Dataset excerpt

━━━━━━━━━━

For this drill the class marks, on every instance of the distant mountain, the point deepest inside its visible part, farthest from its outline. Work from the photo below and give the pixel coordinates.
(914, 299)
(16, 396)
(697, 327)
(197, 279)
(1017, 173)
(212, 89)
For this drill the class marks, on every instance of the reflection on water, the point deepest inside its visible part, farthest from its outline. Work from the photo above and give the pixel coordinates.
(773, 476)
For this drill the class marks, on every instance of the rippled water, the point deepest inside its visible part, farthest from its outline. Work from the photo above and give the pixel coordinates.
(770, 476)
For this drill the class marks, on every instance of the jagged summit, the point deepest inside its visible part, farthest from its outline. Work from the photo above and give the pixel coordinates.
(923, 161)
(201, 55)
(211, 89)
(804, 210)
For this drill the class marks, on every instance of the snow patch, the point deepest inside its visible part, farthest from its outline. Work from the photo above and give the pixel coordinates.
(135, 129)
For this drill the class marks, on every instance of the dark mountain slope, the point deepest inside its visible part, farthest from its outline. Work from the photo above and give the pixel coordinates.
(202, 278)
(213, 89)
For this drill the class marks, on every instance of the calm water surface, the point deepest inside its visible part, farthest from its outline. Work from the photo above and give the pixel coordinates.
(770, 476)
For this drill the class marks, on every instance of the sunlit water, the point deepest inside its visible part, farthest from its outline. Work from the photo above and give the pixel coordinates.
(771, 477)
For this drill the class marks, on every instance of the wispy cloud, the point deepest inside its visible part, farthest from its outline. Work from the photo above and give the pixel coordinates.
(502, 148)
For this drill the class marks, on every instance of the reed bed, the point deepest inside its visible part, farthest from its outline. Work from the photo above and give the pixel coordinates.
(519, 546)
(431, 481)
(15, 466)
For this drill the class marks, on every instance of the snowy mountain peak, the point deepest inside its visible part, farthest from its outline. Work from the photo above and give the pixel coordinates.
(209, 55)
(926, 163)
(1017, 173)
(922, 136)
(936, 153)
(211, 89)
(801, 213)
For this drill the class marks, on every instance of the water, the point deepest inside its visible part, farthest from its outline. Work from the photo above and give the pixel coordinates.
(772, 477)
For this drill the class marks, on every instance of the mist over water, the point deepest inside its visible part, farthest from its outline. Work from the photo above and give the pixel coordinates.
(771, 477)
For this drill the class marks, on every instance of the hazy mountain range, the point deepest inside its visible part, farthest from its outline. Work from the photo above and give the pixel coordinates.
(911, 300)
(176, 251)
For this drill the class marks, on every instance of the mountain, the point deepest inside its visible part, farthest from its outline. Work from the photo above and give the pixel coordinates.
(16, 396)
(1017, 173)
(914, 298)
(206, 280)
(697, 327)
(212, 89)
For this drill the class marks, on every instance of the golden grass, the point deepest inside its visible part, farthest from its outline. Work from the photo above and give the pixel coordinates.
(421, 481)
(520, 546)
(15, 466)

━━━━━━━━━━

* **To do**
Repeat every item above word for word, from the first to the last.

* **Complete answer**
For this drill the class marks, on every instance of the distant mountain, the point deepest inside its visible part, farthest from its outline. Work from the photo below and give the pixel coordinates.
(914, 299)
(16, 396)
(697, 327)
(197, 279)
(1017, 173)
(212, 89)
For this drill the class marks, on every instance of the reflection on water, the point deepest inside its visible part, farthest from its outline. Work from the photo above and give the pixel coordinates.
(773, 476)
For this drill the class marks, on every instance of the rippled water, the point deepest inside its visible part, farthest from its outline. Work from the photo above and give the pixel coordinates.
(770, 476)
For this drill the class marks, on every instance of the jagged summit, the point deepest inside its visible part, farthest from its outline. Work from the photo above and give the pixel coordinates.
(923, 161)
(201, 55)
(211, 89)
(804, 210)
For this drill the class marks, on every instance of the snow patch, the point deepest inside its visible part, farthest from its outline. Work from the photo above and give the pixel coordinates.
(135, 129)
For this drill the class marks, on every instance of the dark mountain slope, the point deepest inside its visible part, farthest from its outline. Work from the photo above and give the pixel coordinates.
(202, 278)
(213, 89)
For this drill the class marks, on every instance of the calm water surface, the point deepest inside its visible part, farthest from its outline. Work from the photo above and give the pixel coordinates.
(770, 476)
For this drill the class marks, on every instance of the sunlit water, the point deepest inside its visible part, farthest from its outline. Work from the photo above and give the pixel coordinates.
(771, 477)
For this drill the class marks, on every instance of the wispy cloud, the point deepest inside its visible part, farthest from its outline. Work from the photo above and give the pixel coordinates.
(502, 148)
For this drill the class marks, on every instance of the reed bed, the point deepest inside its visible part, farthest from its outline. Work from the photo above and give the pixel coordinates.
(519, 546)
(431, 481)
(15, 466)
For this drill the class marks, on every instance of the snowy mountain peak, the point deepest inside its visible part, farthest from its outline. Work from the photo above and give the pixel coordinates.
(209, 55)
(926, 163)
(1017, 173)
(922, 136)
(936, 153)
(211, 89)
(801, 213)
For this drill the class marks, on every instance of the water, the point deepest inside its visible part, farthest from its outline. Work from the photo above and give the pixel coordinates.
(772, 477)
For this drill the class marks, on every instance of the mist over water, the point deepest inside its visible part, farthest from its outline. Work from the photo above and give the pixel coordinates.
(771, 477)
For this drill the class marks, on every instance of the hazy mountain range, the point deepest inside its visible part, farthest from its outline. Work from the photo above and give the pixel coordinates.
(911, 300)
(176, 251)
For this drill the class marks, on every instance of the mountain, the point deepest inside its visible part, farthest from its outline. Work from the photo above and give the pixel coordinates.
(16, 396)
(1017, 173)
(914, 298)
(206, 280)
(697, 327)
(212, 89)
For this drill the class marks, on every instance of the golden grass, the point deepest inside its visible part, farthest from its outline. Work from the photo above and give the pixel coordinates.
(421, 481)
(520, 546)
(15, 466)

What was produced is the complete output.